* _YOUR GOAL_
Substitute "place a single point" for "set down one marker" everywhere in these lines and change nothing else. Leave the pictures out of your answer.

* _DATASET EXCERPTS_
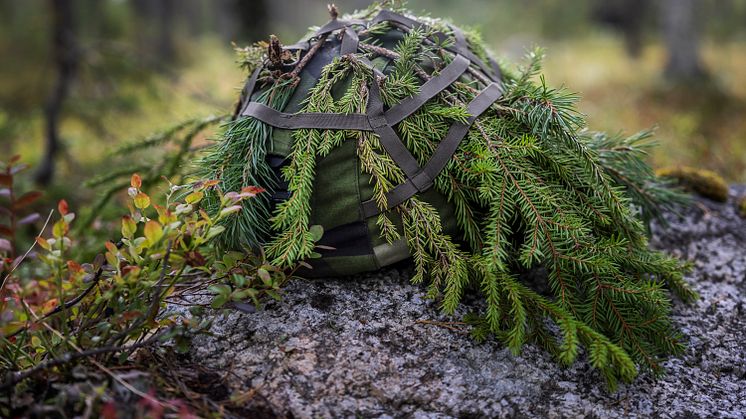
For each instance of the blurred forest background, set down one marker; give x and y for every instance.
(78, 78)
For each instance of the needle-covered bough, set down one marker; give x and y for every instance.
(400, 137)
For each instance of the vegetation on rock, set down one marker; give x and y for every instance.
(531, 187)
(700, 181)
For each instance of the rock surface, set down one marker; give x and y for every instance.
(367, 347)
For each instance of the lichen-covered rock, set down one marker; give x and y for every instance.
(374, 346)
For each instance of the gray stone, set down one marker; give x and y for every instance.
(367, 347)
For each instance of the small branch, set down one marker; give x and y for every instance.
(306, 58)
(18, 263)
(65, 358)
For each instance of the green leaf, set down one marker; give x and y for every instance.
(264, 276)
(215, 231)
(128, 227)
(316, 231)
(194, 197)
(153, 232)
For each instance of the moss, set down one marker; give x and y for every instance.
(700, 181)
(742, 206)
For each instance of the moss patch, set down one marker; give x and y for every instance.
(702, 182)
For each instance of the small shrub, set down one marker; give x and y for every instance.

* _OUTPUT OF THE EXERCISE_
For each instance of the blurred forest background, place a single point; give x and y for every instance.
(78, 78)
For each instance of the needle-covered bough, place a single point; give x and y for every instance.
(400, 137)
For each instance of the vegetation on rock, place a single point; give x and y for every instance.
(531, 187)
(700, 181)
For each instance of the rock surface, place a single point; give x and y for every instance.
(367, 347)
For each instance of the lichen-covered rock, place a single point; give x and y for every instance.
(374, 346)
For each instance of the gray stone, place a single point; give x and y for every instance.
(367, 347)
For each instance of the small branch, place a single point; give x and y for every instance.
(306, 58)
(18, 263)
(65, 358)
For each instance of the green leaf, place a single point; give x and y for every instance.
(264, 276)
(215, 231)
(128, 227)
(316, 231)
(194, 197)
(153, 232)
For each instance of the moss, place a single point; give x and y for every instance.
(700, 181)
(742, 206)
For each instance of the moss patch, place a single point; give x and y for every instance.
(702, 182)
For each instance of the small shrub, place a single point; give x and y for every instance.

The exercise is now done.